Your job is to report every line of the entries that has "this".

Natural language region descriptions
◆ ◆ ◆ ◆ ◆ ◆ ◆

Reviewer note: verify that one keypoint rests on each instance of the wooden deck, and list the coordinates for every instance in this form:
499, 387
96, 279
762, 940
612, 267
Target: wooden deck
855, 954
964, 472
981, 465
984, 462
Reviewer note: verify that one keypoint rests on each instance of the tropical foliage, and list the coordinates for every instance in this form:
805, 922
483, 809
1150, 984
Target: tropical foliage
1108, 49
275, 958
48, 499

◆ ◆ ◆ ◆ ◆ ◆ ◆

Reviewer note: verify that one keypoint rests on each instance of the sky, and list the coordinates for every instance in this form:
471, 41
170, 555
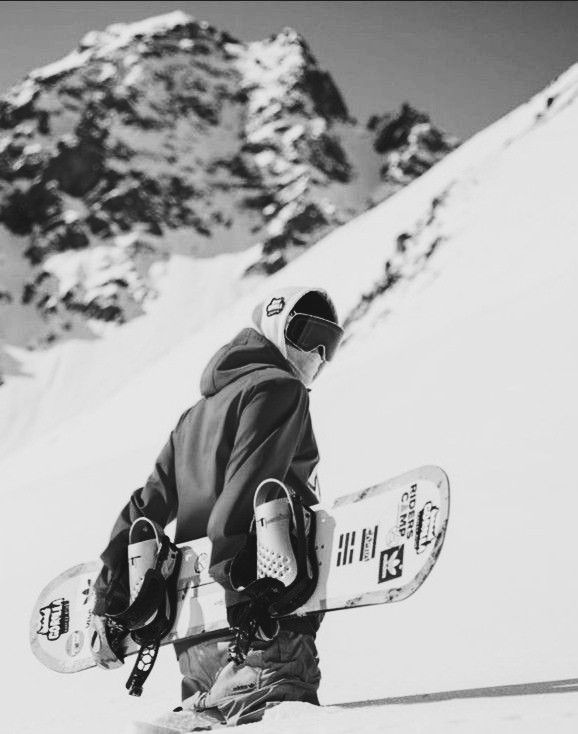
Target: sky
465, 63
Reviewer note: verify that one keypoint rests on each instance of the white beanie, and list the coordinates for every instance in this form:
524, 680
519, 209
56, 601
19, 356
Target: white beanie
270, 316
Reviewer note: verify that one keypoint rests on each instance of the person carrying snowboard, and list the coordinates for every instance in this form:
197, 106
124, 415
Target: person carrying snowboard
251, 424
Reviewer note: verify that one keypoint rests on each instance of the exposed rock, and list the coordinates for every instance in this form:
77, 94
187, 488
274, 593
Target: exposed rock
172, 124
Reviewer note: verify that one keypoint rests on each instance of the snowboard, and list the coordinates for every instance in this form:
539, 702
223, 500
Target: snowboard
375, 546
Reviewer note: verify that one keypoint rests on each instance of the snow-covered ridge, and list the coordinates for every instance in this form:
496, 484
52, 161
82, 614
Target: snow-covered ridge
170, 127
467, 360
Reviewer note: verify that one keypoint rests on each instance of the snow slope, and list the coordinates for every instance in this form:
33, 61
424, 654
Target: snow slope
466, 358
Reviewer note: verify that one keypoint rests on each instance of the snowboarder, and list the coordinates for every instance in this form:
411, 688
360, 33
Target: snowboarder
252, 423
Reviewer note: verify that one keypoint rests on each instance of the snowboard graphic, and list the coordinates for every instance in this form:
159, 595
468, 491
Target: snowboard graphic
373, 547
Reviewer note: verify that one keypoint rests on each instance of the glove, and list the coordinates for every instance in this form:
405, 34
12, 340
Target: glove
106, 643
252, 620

◆ ◆ ◆ ◆ ◆ ◆ ◆

◆ WORKED SOLUTION ◆
Reviewer note: verify that one keypoint rests on each instance of the wooden deck, and list the coordinates for every instance in this form:
Reviewer note: verify that one keypoint rests on each instance of the tropical foliage, and list the coordinates for every instance in this form:
Reviewer note: verify that one keypoint rests on each instance of the sky, and list the coordinates for every instance in this form:
Reviewer note: verify that one keypoint rests on each instance of the white beanie, and list the coordinates for every instance in this form:
Reviewer note: verify that one keypoint rests on each instance of the person carrying snowboard, and list the coordinates for every instance in this form:
Reviewer note: verify that one keypoint rests on each instance of the exposed rock, and list the coordinates for every instance in this form:
Reviewer note: verify that one keypoint rests on each instance of the snowboard, and list the coordinates for every instance in this form:
Reviewer note: verify that one keypoint rests on each instance of the snow-covered ridge, and list the coordinates for every instance in this form:
Reviewer note: verify that one keypoint rests on each instance of the snow slope, and list the coordinates for every instance in this form:
Reviewer note: verify that one keypoint rests on each instance of the snowboarder, and list the coordinates for every instance in this form:
Reviewer note: verify that one keypoint rests on each instance of the snowboard graphic, and list the coordinates for every instance in this form:
Reviewer note: verify that one keypoint rests on each instance of the glove, and list the coordinates for every instance in this form:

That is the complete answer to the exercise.